[PATCH] D36113: [Loop Vectorize] Vectorize Loops with Backward Dependence

Tue Aug 15 08:05:34 PDT 2017

dberlin added a comment.

The

================
Comment at: lib/Transforms/Vectorize/LoopVectorizePred.cpp:187
+      if (MSSA->isLiveOnEntryDef(D))
+        Reordered |= checkDepAndReorder(St, Ld);
+      else if (Instruction *DefInst = dyn_cast<Instruction>(D)) {
----------------
mssimpso wrote:
> dberlin wrote:
> > DIVYA wrote:
> > > hfinkel wrote:
> > > > I'm somewhat concerned that a number of these cases are actually handling loop-invariant values, meaning that we're doing a suboptimal handling of something that LICM should handle more fully. The problem is that dealing with these after vectorization could be more difficult than before, and if we have a phase-ordering problem such that we're missing these cases, we might just end up with suboptimal code. Are you seeing these cases in practice?
> > > > 
> > > 
> > > I think the loop invariant codes will be already hoisted outside the loop before this pass.The Defining access will be liveOnEntry for  the loads  and stores from pointer arguments .

Stored records:

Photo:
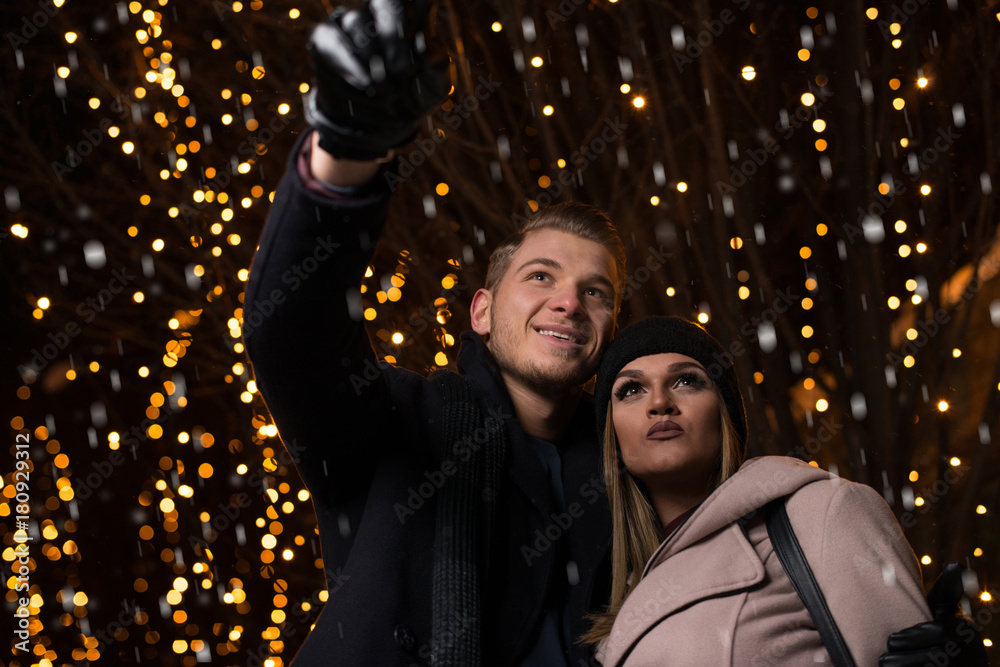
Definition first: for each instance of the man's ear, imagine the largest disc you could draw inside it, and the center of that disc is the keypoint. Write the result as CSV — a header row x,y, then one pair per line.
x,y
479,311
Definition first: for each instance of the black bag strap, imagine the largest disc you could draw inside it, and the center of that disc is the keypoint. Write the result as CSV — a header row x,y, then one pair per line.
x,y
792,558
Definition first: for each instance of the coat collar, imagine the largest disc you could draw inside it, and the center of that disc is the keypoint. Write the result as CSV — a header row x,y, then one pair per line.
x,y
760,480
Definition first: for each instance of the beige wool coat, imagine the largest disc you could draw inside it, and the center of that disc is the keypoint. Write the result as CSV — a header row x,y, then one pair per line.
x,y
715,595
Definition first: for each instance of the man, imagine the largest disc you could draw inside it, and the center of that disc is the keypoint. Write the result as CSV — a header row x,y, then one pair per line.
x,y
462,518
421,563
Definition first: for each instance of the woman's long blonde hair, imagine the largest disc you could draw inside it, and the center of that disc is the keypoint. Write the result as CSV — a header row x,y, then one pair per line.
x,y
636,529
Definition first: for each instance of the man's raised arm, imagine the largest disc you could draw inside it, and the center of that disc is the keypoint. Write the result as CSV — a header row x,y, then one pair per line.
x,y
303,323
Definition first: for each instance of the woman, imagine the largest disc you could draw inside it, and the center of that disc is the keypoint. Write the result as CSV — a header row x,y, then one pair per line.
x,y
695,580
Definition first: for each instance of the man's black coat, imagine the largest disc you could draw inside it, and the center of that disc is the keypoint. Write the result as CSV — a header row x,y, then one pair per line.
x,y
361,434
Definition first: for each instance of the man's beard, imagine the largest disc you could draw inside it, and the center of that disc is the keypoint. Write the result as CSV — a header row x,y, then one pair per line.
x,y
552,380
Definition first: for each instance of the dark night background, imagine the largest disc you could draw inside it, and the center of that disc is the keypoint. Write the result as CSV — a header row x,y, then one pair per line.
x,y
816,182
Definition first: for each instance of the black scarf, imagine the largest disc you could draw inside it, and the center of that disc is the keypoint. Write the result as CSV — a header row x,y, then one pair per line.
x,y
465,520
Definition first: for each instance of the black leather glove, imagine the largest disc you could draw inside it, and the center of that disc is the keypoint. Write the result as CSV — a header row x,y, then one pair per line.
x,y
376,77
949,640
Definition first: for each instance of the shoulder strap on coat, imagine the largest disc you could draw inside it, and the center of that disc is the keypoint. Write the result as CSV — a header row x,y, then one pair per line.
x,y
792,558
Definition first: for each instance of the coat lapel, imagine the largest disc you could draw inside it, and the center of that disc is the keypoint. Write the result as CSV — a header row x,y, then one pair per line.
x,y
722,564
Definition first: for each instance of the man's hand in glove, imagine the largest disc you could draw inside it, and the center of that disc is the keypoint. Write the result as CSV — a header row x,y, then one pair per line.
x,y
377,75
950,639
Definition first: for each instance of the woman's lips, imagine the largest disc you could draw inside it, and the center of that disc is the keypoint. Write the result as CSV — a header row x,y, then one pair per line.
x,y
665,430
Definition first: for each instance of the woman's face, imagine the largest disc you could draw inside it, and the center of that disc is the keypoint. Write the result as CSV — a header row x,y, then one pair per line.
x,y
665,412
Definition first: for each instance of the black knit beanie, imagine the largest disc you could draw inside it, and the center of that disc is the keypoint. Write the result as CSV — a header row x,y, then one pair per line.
==
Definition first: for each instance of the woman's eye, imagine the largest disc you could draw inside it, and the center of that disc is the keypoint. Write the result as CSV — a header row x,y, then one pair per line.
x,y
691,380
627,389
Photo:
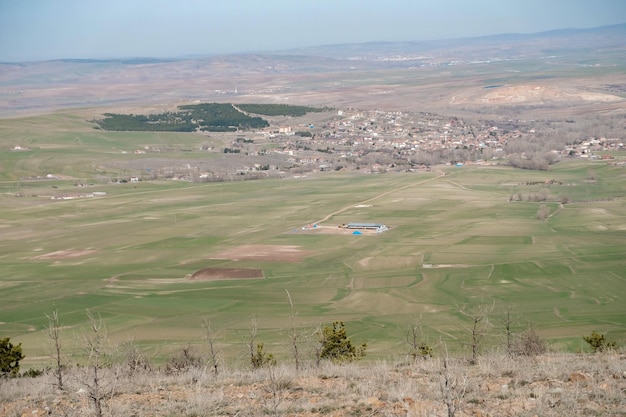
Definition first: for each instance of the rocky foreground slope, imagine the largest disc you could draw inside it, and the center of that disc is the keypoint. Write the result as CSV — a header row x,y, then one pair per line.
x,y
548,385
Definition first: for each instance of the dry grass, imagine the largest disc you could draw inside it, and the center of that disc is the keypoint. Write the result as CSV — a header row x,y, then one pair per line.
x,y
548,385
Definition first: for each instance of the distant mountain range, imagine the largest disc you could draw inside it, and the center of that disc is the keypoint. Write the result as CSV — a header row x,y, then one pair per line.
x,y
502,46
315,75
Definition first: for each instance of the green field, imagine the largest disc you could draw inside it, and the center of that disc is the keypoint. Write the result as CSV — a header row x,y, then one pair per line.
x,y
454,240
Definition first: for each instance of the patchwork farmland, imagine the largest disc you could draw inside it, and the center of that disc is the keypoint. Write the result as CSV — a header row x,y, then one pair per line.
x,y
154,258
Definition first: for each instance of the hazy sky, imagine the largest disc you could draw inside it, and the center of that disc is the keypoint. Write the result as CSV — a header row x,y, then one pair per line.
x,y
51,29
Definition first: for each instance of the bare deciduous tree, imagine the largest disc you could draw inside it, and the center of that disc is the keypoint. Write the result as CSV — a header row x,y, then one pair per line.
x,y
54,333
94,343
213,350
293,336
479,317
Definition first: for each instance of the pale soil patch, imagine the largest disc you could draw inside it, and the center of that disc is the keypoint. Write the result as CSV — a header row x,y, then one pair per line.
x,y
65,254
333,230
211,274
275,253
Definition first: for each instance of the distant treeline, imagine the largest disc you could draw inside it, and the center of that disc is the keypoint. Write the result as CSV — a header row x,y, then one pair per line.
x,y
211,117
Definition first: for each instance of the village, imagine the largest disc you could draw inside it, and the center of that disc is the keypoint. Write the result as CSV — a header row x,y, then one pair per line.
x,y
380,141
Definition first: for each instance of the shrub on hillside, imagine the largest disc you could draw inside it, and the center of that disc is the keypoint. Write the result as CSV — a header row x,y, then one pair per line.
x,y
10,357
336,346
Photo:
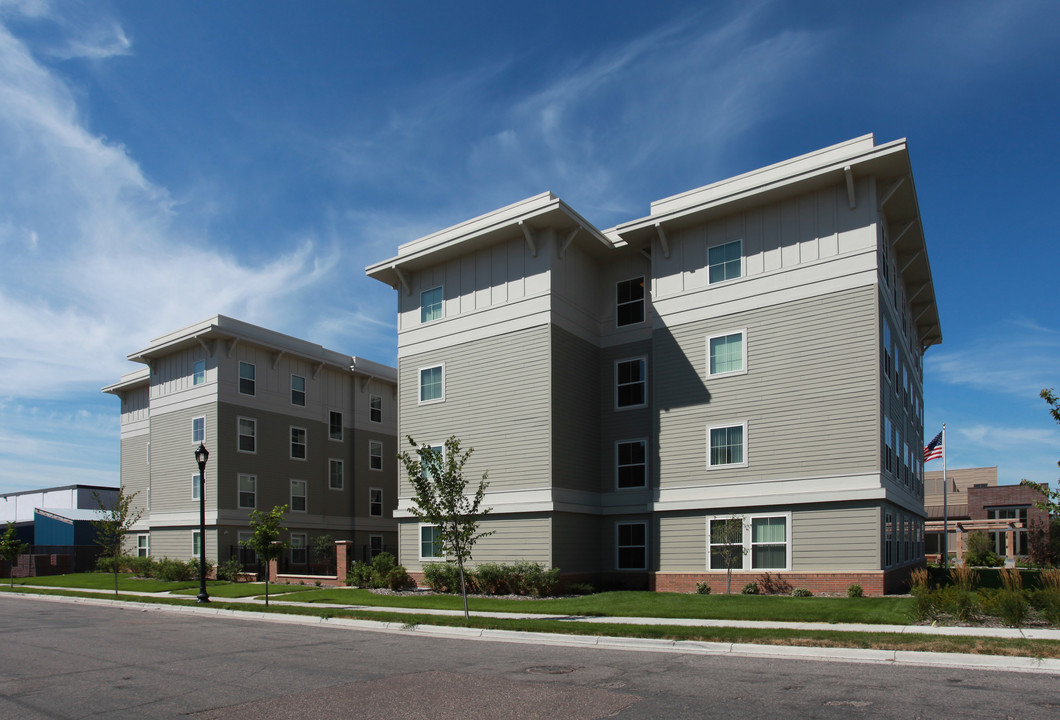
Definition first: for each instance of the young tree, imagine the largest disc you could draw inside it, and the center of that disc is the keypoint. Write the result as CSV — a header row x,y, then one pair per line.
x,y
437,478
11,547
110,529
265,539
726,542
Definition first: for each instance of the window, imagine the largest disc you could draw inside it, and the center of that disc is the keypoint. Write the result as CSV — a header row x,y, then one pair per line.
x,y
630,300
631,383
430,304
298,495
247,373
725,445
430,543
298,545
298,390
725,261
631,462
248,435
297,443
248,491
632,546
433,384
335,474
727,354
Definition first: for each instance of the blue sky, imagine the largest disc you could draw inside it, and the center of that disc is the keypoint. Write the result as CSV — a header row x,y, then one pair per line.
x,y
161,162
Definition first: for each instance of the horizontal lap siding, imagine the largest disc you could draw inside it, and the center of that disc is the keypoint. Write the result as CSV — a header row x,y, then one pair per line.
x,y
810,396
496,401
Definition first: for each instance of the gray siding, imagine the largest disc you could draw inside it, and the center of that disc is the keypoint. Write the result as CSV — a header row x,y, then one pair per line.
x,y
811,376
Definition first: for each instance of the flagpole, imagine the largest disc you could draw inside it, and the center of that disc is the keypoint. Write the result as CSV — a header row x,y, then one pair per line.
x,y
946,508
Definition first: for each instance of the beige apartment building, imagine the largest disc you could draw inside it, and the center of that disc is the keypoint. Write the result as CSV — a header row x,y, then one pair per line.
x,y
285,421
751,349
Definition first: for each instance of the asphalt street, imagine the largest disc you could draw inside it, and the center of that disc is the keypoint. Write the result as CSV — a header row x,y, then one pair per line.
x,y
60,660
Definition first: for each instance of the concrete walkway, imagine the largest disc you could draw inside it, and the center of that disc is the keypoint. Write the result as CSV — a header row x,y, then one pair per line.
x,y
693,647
* * *
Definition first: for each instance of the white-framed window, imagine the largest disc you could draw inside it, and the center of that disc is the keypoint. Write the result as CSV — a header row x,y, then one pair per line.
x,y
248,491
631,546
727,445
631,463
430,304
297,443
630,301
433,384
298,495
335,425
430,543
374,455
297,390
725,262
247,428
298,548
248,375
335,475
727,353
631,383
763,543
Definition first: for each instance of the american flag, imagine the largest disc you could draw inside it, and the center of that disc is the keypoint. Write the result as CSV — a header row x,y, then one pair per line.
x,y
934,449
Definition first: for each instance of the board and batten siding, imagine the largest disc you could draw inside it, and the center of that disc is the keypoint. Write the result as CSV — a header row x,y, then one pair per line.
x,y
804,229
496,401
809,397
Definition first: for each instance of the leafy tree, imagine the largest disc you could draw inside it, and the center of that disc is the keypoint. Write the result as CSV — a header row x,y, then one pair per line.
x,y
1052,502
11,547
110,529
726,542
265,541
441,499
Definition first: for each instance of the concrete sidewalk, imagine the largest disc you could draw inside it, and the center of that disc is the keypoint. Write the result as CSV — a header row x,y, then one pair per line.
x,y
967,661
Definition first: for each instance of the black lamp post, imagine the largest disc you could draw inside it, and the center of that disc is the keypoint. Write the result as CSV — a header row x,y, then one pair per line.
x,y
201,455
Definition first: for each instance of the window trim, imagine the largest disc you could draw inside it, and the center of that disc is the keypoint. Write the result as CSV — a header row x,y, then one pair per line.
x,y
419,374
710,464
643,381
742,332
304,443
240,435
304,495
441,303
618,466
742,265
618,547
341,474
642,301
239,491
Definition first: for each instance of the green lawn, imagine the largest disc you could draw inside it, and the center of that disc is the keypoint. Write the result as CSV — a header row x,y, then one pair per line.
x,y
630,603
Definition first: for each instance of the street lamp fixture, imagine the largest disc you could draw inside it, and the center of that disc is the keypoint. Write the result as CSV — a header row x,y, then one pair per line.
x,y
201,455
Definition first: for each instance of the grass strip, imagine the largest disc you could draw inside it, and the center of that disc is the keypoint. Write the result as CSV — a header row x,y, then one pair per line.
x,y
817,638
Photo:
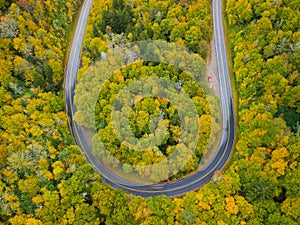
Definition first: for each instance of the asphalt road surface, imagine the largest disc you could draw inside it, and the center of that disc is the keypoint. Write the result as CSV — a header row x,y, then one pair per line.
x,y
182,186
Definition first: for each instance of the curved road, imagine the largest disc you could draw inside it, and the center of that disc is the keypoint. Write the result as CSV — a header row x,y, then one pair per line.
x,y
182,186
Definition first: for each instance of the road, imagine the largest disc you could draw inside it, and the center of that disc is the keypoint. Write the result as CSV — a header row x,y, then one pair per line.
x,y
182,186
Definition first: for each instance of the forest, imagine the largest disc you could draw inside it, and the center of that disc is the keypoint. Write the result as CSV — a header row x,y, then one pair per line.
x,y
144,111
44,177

Stated exercise 1:
Say whether each statement below agrees with the patch review thread placed above the listing. Answer yes or no for each, and quote the words of the thread that decide it.
(a) The comment is attached to line 187 of LoopVectorizePred.cpp.
(b) hfinkel worries that some of the cases handle loop-invariant values.
(c) DIVYA expects loop-invariant code to be hoisted out of the loop only after this pass runs.
Stated exercise 2:
Please write the next part of the patch review thread that appears above the listing, starting right after its last sentence.

Task output 1:
(a) Yes: "Comment at: lib/Transforms/Vectorize/LoopVectorizePred.cpp:187"
(b) Yes: "I'm somewhat concerned that a number of these cases are actually handling loop-invariant values"
(c) No: "I think the loop invariant codes will be already hoisted outside the loop before this pass"

Task output 2:
> > > For example in the below code,  the defining access for the load Instruction for a[i+1], is Live on Entry .However the load instruction is not loop invariant.
> > > 
> > > For the case
> > > int  foo1(int n,int * restrict a, int * restrict b, int *restrict m){
> > >   int i;
> > >   for (i = 0; i < n; i++){
> > >     a[i] = b[i];
> > >     m[i] = a[i+1];
> > >   }
> > > }
> > > 
> > > 
> > I'm surprised it can prove that it does not conflict with the store.
> > The load instruction actually is loop invariant in the sense of whether a given loaded address can change during the loop, it just takes on different loop invariant values each iteration.
> > 
> > It is possible to hoist it out of this loop, it just requires making a different loop :)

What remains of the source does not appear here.